● **Data for this exercise**

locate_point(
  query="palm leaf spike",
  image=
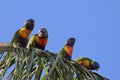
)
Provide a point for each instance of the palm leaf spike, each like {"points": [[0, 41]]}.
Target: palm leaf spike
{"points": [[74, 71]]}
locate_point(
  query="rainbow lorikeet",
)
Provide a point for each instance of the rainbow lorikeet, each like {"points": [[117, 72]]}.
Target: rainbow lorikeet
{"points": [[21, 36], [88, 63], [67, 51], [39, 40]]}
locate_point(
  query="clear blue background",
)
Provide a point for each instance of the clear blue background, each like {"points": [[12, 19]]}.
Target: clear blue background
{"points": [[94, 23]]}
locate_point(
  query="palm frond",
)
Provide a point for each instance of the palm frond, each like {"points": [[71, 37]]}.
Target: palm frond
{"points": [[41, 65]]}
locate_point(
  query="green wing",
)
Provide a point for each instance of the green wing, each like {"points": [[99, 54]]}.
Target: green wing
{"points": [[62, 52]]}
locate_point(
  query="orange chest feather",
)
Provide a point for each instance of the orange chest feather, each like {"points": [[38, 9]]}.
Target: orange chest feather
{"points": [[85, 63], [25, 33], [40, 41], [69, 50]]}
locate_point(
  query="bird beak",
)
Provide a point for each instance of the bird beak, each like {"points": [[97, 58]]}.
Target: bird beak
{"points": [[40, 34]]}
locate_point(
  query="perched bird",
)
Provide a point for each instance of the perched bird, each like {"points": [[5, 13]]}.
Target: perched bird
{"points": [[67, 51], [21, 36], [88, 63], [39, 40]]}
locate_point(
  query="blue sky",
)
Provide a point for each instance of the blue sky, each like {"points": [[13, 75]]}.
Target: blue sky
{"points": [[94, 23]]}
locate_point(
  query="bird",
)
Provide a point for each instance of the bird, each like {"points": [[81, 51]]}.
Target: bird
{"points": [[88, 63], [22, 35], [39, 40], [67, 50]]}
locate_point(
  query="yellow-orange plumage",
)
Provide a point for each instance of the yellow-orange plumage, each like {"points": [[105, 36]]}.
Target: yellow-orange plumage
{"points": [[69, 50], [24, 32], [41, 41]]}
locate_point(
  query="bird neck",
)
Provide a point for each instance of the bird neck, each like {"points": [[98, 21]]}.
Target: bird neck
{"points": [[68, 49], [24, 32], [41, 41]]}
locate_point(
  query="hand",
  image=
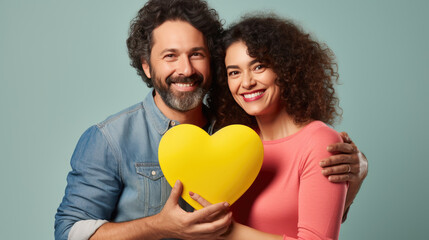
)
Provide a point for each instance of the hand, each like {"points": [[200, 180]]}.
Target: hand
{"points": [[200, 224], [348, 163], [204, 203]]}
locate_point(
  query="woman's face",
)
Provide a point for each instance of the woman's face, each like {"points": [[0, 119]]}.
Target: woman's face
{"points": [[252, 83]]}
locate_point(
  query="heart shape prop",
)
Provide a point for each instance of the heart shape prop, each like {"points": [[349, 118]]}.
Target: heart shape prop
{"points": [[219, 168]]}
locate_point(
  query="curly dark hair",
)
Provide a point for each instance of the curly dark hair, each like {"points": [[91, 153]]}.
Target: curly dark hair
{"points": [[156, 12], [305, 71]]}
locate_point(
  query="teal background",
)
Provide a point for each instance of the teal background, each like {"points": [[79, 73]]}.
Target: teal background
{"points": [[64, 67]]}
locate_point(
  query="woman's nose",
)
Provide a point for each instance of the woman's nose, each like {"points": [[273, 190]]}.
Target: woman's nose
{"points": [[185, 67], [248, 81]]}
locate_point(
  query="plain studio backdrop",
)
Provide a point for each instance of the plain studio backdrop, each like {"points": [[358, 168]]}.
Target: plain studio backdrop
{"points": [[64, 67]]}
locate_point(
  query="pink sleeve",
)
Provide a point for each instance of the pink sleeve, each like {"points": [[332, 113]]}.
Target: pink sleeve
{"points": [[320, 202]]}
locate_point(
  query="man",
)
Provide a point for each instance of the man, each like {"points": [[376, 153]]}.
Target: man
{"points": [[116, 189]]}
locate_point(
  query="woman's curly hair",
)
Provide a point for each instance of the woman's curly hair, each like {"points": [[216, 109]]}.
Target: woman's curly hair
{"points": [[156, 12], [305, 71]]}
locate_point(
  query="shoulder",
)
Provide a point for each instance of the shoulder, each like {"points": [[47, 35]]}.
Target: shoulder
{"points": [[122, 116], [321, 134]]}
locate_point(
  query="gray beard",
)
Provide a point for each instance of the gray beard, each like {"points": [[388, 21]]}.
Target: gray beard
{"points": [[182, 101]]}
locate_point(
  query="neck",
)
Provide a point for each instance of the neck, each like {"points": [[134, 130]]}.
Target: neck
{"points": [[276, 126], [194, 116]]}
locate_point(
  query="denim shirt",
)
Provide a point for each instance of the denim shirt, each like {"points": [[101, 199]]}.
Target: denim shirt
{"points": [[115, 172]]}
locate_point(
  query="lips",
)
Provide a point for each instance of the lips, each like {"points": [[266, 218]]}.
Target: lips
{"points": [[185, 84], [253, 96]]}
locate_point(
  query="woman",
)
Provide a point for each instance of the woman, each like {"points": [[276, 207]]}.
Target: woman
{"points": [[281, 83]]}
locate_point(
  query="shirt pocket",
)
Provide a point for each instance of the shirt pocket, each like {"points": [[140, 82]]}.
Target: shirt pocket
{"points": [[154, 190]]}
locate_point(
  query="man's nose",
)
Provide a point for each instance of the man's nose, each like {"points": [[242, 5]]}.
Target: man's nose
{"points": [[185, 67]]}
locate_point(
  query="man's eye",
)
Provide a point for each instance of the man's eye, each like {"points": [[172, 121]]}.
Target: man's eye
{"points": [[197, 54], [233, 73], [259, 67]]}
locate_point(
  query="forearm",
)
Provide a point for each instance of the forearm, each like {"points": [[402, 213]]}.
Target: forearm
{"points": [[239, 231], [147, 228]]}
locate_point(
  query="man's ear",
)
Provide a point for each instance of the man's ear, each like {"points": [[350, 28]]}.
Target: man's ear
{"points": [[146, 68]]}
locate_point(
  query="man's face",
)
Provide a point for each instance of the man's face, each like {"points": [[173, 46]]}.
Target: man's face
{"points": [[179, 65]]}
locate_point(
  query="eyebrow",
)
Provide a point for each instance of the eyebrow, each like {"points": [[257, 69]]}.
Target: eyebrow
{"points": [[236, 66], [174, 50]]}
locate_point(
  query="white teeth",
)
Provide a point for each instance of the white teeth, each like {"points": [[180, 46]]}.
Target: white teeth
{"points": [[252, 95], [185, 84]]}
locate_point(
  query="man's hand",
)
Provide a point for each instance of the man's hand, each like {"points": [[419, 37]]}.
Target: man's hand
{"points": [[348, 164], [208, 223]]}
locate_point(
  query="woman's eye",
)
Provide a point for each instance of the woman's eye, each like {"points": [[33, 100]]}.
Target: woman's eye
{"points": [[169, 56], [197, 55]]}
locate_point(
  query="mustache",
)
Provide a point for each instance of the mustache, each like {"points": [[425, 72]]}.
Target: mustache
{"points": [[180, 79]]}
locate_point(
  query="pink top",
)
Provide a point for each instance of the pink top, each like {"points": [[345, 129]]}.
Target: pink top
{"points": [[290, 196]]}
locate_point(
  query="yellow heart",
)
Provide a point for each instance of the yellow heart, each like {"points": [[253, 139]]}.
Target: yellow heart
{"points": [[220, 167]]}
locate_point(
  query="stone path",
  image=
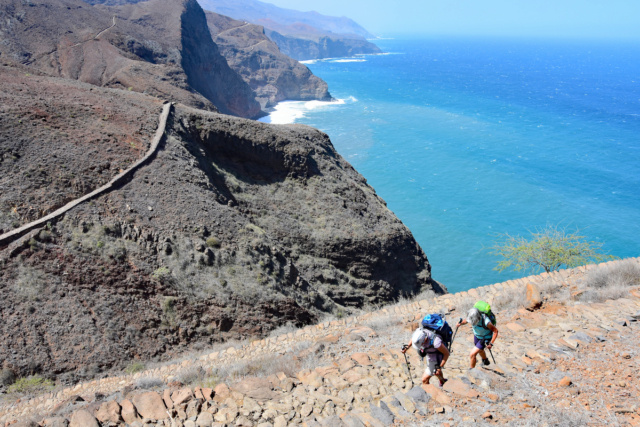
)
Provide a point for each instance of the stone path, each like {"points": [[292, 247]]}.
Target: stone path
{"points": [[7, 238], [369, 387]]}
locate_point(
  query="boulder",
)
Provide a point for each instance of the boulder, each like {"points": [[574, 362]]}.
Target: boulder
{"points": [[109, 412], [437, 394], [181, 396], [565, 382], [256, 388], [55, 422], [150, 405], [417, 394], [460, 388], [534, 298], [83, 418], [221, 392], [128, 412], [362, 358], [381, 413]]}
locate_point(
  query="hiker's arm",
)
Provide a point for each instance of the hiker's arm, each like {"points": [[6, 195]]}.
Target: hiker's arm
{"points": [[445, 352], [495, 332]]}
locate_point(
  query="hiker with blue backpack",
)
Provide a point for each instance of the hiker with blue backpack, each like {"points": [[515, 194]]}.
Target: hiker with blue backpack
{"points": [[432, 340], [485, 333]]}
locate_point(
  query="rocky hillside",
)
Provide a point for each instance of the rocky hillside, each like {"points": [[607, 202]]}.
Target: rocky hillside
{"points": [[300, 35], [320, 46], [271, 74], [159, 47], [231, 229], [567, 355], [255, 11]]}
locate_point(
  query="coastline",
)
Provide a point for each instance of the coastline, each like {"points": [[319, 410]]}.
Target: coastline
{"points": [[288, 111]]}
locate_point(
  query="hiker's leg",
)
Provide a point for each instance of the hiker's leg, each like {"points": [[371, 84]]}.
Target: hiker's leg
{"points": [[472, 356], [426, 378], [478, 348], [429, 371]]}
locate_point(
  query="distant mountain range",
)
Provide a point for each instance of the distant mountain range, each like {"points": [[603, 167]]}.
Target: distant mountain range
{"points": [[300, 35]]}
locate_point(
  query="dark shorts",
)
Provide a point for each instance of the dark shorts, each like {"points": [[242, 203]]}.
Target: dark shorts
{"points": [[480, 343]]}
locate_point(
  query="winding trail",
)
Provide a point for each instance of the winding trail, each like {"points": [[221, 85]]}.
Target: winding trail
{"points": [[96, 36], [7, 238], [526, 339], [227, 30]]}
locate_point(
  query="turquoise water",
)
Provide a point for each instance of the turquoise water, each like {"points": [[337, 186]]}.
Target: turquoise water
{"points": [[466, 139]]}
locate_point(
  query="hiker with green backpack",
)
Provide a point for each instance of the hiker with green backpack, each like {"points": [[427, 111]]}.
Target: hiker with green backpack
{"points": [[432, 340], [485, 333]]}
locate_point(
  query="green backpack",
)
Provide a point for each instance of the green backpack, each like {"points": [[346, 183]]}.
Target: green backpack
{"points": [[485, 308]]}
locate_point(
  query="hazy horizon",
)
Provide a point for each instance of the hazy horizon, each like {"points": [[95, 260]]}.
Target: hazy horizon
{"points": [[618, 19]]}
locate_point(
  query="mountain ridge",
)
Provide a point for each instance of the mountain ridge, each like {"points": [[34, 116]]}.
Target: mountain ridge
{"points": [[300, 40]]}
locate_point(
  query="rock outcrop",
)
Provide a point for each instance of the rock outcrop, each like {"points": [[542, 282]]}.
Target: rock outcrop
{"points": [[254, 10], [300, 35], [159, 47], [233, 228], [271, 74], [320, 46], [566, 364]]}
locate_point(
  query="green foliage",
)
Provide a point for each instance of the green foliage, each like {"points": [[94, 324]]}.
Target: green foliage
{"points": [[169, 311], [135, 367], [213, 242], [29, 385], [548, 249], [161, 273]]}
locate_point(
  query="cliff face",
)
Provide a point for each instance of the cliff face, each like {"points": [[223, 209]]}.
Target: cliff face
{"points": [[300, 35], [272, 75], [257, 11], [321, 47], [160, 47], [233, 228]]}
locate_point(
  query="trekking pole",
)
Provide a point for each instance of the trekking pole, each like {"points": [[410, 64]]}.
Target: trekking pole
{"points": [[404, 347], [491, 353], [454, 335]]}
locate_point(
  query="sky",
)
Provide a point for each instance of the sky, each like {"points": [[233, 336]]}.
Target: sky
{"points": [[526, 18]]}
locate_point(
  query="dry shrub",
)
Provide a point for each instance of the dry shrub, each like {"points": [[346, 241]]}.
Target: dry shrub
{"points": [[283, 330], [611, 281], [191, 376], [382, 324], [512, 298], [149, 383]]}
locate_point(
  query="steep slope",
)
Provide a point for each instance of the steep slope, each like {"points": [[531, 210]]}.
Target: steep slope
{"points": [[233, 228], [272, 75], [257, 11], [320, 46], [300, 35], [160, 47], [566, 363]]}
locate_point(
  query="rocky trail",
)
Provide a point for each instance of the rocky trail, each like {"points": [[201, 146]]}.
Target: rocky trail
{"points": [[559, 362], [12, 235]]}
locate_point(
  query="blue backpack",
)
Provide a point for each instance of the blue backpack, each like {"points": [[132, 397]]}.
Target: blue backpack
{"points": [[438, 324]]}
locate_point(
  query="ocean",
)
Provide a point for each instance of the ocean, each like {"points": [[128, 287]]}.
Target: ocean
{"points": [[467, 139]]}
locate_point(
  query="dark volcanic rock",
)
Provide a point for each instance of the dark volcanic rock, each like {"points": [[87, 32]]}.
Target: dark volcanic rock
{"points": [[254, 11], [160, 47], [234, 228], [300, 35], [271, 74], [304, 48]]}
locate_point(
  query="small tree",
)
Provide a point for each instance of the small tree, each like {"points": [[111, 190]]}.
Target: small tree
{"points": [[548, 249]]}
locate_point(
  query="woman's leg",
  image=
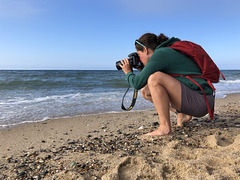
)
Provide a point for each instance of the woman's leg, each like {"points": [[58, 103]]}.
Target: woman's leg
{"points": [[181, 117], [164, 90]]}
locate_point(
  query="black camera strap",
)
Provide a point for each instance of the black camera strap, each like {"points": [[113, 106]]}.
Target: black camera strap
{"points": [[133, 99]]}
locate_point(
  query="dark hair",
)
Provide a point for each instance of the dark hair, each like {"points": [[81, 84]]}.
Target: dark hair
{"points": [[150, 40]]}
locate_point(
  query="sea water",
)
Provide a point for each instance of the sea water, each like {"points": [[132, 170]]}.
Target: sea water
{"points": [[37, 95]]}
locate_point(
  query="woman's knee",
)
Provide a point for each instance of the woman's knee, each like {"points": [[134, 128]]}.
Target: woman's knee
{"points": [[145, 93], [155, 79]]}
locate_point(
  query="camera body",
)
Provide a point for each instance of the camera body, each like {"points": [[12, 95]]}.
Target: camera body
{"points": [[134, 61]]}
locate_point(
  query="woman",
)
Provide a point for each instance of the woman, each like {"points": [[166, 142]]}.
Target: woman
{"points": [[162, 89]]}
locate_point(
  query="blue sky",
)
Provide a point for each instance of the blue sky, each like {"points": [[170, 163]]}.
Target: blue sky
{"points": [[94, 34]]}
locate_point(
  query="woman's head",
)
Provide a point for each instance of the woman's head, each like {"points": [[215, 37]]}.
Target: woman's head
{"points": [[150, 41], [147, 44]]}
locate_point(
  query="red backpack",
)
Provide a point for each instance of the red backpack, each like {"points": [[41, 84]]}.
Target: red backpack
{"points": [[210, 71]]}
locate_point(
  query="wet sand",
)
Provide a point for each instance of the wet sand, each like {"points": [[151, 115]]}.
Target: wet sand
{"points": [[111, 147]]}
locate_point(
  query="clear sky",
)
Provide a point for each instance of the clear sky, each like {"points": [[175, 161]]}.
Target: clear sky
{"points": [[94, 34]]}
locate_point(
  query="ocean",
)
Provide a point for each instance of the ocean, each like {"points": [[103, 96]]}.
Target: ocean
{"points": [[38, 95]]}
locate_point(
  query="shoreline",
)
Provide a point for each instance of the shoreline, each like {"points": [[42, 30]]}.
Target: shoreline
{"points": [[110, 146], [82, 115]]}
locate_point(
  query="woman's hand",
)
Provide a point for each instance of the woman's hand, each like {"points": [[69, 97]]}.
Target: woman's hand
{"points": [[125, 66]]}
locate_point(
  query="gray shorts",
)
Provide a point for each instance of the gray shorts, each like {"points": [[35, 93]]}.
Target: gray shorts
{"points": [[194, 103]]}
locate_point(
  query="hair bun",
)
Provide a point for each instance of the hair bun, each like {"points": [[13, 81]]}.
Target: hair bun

● **Exercise aim**
Pick out each line of the material above that contains the word "teal", and copy those lines.

● **Result**
  query="teal background",
Provide a point for each instance of the teal background, each like {"points": [[79, 73]]}.
Target: teal background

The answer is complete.